* STATED PROBLEM
Retype every line of the data listing below word for word, leaving out the pictures.

(Data listing)
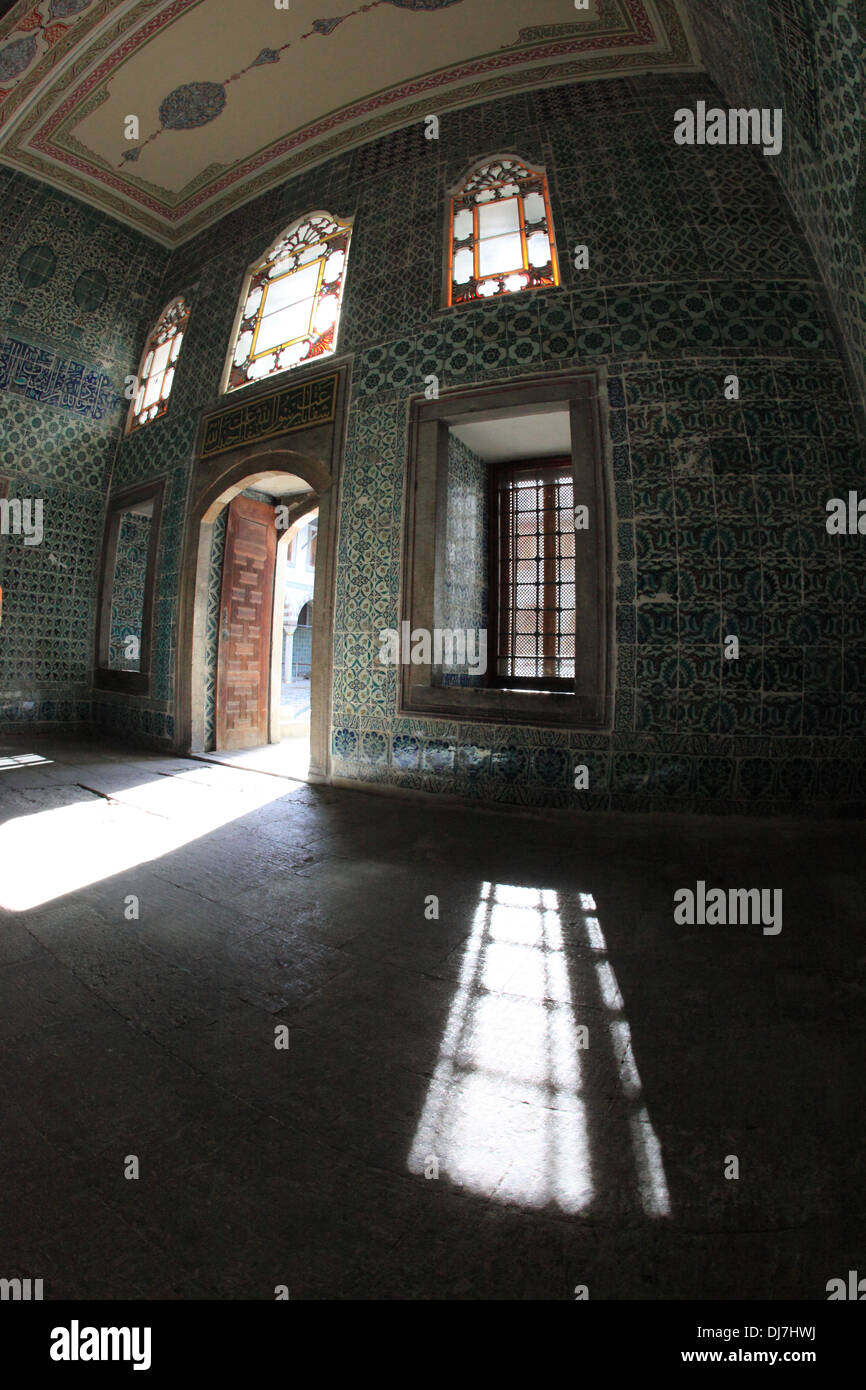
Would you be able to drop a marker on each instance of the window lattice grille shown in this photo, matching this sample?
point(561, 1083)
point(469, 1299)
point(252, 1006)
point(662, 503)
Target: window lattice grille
point(535, 587)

* WRITTEN RESPONSE
Would you be able to drop a marker on each instance of the window lattice grille shown in this photo, matching this sample?
point(561, 1083)
point(469, 1299)
point(252, 1006)
point(662, 503)
Target: window lattice grille
point(535, 587)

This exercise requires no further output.